READING TEXT section start

MAY 11, 1998 VOLUME 5, NUMBER 45
Lawyer Frederick Apt had a long-standing relationship with Robert and Hazel Irwin. He first prepared wills for the couple in 1981. In 1993, he updated their wills, and did so again later that same year. It was not surprising, then, that the family returned for his advice when Mr. Irwin was placed in a nursing home.
In January, 1995, both Irwins were in poor health. Mrs. Irwin was still living at home, but facing the likely prospect of nursing home placement. Robert Irwin, Jr., the couple’s son, contacted Mr. Apt to find out what he might do to get some assistance with the cost of long-term nursing home care.
The Irwins owned their home as joint tenants with right of survivorship. Of course under Medicaid rules the Irwins could keep the home and still qualify (once their other assets were reduced to the appropriate levels), but Robert Irwin, Jr., also wondered what effect the death of either of his parents might have on the ownership of the home.
Mr. Apt, the lawyer, apparently anticipated the problems which might arise if Mrs. Irwin were to die. Then, although the home would still be an exempt asset and Mr. Irwin could qualify for Medicaid assistance, the state Medicaid agency could impose a lien on the home. While Mr. Irwin’s direct ownership in the home would not be affected, their son would no longer inherit the home free and clear on Mr. Irwin’s death. Mr. Apt saw a way to forestall the problem.
On January 16, 1995, Mr. Apt prepared a blank deed to the home for the Irwins’ son to sign. Robert Irwin, Jr., signed the deed (using his power of attorney, prepared by Mr. Apt a year before) and it was notarized as if the property was being sold, even though no buyer had yet been located. Mrs. Irwin died two days later. Robert Irwin, Jr., then spoke with a real estate company, and the home was listed for sale a week later.

READING TEXT section end
LISTED ENTRIES section start

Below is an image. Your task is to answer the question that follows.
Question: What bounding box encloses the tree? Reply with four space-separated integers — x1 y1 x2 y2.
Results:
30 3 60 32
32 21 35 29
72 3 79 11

LISTED ENTRIES section end

▶ _REQUIRED WORK_:
1. From the article about the Irwins' home, copy word for word the passage starting with "MAY 11, 1998" and going on through "nursing home care.".
2. Answer these questions from the article about the Irwins' home:
(a) In what year did Mr. Apt first prepare wills for the couple?
(b) How did the Irwins own their home?
(c) How long after the deed was signed did Mrs. Irwin die?

▶ _SOLVED PROBLEMS_:
1.
MAY 11, 1998 VOLUME 5, NUMBER 45
Lawyer Frederick Apt had a long-standing relationship with Robert and Hazel Irwin. He first prepared wills for the couple in 1981. In 1993, he updated their wills, and did so again later that same year. It was not surprising, then, that the family returned for his advice when Mr. Irwin was placed in a nursing home.
In January, 1995, both Irwins were in poor health. Mrs. Irwin was still living at home, but facing the likely prospect of nursing home placement. Robert Irwin, Jr., the couple’s son, contacted Mr. Apt to find out what he might do to get some assistance with the cost of long-term nursing home care.

2.
(a) 1981
(b) As joint tenants with right of survivorship
(c) Two days later